| Selected extract |
People don't like Katt? That's a bummer. She was my best friend during her stay in Liberty, was really sad to see her leave.
(but then she moved to my other town so I never really lost her hehehehehe)

Kabuki was another favorite of mine in previous incarnations of the game.


----------



## Blueskyy

I've had all except Felicity and Rosie. I think mine is Kitty. Just because she gets ignored but I appreciate her.

- - - Post Merge - - -

Oh I didn't have Katt or that one ugly tabby cat either


----------



## Rabirin

My favourite cat is Moe. He looks like such a scaredy cat and I think it's adorable. I also love his design, he doesn't get much love but I think he's cute in his own way. My sister had him in one of her wild world towns once and he was such a sweetheart to her. I won't lie though, the cat models in game aren't my favourite and I don't any cat villagers for that reason but I don't mind them.

Special mentions are Katt and Kitty, Moe was just the first that came to mind. But i'm definitely fond of Katt. She's one of my favourite villagers in game, actually.


----------



## LittleMissPanda

Kabuki <3 <3 <3 he deserves lots of love


----------



## KaydeeKrunk

I really like most of them a lot, but I have to say Kiki because I love black cats!

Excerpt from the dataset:

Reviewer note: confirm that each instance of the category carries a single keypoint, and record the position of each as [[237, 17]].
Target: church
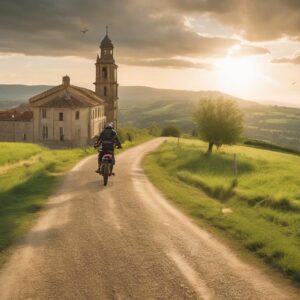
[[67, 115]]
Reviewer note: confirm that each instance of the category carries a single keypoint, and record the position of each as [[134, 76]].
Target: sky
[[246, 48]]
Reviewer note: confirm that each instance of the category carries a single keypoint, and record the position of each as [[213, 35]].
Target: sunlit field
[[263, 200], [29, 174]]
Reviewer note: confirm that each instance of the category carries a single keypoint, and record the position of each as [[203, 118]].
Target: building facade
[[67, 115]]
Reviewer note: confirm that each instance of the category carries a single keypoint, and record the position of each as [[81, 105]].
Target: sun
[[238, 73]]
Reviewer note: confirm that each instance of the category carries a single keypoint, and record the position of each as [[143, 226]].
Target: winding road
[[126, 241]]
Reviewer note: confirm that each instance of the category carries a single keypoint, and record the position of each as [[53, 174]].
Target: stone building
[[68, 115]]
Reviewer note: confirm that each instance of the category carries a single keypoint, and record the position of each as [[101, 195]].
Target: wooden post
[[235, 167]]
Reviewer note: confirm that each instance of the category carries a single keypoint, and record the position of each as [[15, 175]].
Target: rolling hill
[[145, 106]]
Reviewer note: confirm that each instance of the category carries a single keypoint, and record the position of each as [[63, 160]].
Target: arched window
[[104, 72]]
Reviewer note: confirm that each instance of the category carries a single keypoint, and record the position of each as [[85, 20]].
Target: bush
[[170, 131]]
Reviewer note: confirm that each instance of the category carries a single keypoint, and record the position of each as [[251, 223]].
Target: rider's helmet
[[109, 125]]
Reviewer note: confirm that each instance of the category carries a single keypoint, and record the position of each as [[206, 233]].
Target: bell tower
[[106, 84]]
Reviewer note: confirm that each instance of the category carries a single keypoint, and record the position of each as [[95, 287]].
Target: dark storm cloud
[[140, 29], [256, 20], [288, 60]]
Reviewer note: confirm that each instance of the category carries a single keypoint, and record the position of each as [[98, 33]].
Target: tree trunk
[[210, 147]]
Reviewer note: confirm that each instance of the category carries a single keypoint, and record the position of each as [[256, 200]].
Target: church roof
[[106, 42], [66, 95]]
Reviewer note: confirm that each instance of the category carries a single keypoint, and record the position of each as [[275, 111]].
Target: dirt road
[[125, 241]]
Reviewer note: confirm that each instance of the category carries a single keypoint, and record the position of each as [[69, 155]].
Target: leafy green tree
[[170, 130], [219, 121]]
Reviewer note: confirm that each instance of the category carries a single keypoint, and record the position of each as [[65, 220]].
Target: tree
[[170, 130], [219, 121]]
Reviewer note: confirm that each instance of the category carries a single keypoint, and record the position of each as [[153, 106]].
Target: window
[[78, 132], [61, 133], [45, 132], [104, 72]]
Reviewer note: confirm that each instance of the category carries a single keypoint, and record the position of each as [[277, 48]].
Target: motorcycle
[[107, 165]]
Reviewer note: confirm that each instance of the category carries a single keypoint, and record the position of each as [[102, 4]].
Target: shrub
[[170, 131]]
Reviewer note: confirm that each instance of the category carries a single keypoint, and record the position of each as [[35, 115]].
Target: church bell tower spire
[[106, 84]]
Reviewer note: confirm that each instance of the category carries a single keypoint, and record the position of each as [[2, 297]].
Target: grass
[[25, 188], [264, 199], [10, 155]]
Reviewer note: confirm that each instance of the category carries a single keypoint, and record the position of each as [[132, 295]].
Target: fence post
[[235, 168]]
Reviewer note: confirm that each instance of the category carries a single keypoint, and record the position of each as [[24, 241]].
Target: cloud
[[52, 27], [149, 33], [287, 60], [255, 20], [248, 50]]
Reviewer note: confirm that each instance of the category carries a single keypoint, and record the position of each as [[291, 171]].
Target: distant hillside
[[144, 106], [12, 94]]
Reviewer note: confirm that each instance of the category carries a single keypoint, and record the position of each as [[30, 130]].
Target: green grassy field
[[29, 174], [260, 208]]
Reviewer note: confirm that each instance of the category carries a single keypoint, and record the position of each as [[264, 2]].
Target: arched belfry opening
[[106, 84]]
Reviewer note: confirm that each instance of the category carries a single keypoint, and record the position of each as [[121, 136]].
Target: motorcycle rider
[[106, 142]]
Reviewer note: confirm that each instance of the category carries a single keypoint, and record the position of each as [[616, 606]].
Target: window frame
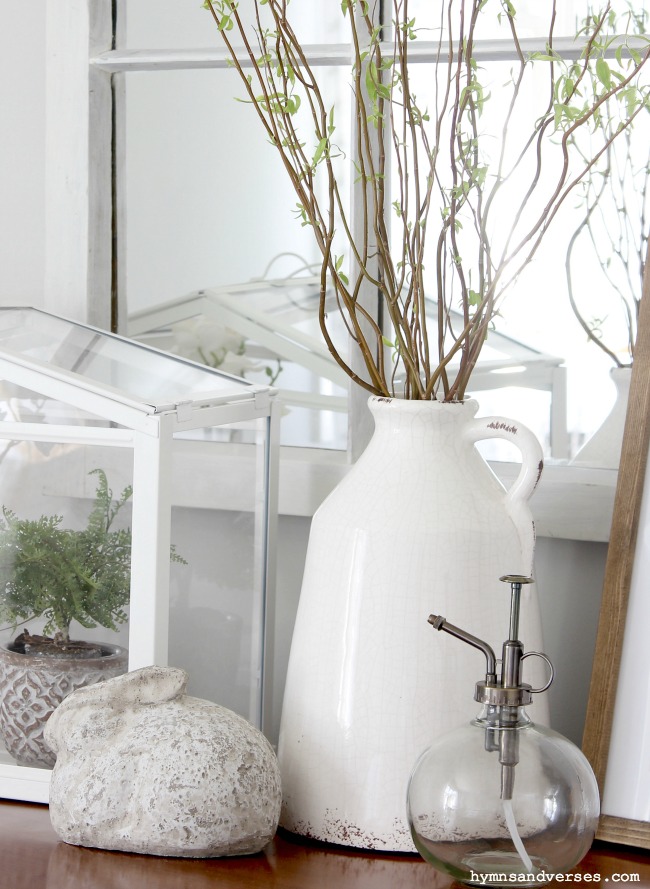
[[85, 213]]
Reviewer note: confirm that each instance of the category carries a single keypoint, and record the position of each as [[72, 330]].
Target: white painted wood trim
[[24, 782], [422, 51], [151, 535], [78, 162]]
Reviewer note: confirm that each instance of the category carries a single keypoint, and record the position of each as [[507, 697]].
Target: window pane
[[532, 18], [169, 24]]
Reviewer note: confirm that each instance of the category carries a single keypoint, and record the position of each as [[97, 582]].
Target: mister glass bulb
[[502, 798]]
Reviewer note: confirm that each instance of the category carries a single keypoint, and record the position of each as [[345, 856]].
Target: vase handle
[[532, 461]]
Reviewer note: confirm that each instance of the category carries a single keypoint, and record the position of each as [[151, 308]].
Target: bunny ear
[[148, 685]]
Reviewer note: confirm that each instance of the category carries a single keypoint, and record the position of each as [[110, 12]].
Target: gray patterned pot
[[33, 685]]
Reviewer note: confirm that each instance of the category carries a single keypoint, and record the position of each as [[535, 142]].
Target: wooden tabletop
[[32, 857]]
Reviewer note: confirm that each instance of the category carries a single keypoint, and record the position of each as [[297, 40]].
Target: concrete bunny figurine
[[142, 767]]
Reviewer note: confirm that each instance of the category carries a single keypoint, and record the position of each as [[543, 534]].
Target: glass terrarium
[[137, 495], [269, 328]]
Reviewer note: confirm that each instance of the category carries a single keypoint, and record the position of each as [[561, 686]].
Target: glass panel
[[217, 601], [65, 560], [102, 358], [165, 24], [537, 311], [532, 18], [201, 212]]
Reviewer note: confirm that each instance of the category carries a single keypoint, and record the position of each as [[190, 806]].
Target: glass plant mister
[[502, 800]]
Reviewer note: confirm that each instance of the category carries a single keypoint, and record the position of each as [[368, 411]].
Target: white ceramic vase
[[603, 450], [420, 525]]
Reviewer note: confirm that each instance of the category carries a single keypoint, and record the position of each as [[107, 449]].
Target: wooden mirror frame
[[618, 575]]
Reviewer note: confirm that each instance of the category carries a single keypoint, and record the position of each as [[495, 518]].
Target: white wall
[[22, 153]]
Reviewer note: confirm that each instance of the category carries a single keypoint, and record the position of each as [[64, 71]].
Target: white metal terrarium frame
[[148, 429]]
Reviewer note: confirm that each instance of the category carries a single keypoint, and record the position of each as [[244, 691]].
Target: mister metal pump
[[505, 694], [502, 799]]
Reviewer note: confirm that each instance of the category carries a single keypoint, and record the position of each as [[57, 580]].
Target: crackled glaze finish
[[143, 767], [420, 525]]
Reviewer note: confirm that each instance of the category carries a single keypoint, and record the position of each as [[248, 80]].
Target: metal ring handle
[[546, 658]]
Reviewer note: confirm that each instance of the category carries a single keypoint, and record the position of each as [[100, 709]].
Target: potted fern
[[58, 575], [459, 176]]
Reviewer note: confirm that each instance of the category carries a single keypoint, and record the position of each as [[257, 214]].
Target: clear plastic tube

| Directive 1 |
In the cat villager thread, condense the paragraph that begins "My favourite cat is Moe." into a short bulleted list that keeps its main facts.
| Directive 2 |
Answer these questions using the cat villager thread:
(a) In the post beginning "People don't like Katt?", where did Katt go after leaving Liberty?
(b) Besides Katt and the tabby cat mentioned later, which two cats did Blueskyy never have?
(c) Why does KaydeeKrunk choose Kiki?
| Directive 3 |
Continue the cat villager thread from where it stops.

| Response 1 |
- Moe is the poster's favorite cat.
- He looks like a scaredy cat, which the poster finds adorable.
- The poster loves his design and finds him cute in his own way, though he doesn't get much love.
- He was a sweetheart to the poster's sister when he lived in one of her Wild World towns.
- The poster isn't fond of the in-game cat models.

| Response 2 |
(a) She moved to the poster's other town.
(b) Felicity and Rosie.
(c) KaydeeKrunk loves black cats.

| Response 3 |
----------



## hamster

kabuki, ankha, katt, kiki
i think katt deserves more love, poor lil thing


----------



## Crysta1Gamer

I like Lolly and Rosie, but if I had to choose one currently in my town I would choose Tom.


----------



## Kapriznyy

Lolly and Rosie are both super adorable. I remember liking Blanca back in the day too.


----------



## Nena

Rudy


----------



## Mayor Kera

Lolly and Rosie. I lucked out and got Lolly in my campsite today, so she'll be moving in soon! I already had Rosie. c:


----------



## NiftyBowtoid

Never had many cats, but Bob was always pretty chill. Him and Mitzi are probably my favorites.


----------



## CloverCoin

Oh no this is such a hard one.. Uhmm.. Okay...

I love how Felicity looks! Lolly is too cute to handle. I adore Mitzi from previous towns I was in with her. My gosh I have the biggest soft spot for Rosie but I assume that's because I loved her so much in the movie.


----------



## Bon Bonne

Stinky :')
Bob is a close second tho.


----------



## Buttonsy

Felicity or Kiki!


----------



## Cheren

Actually, before Hazel, I considered Kid Cat to be my favorite villager.


----------



## NinelivesBobcat

I know people consider him overrated, but my all-time favourite is Bob. I made a detailed explanation at this page: http://www.belltreeforums.com/showthread.php?397068-Who-is-your-favorite-Villager/page3. Majority of my favourite characters are also cats and here's a list and why in no order (excluding Punchy, he's really cool though I've never met him):

Tangy: Appeared in both of my GCN towns and is currently in my New Leaf town. She is one of my dream villagers and she has a unique design.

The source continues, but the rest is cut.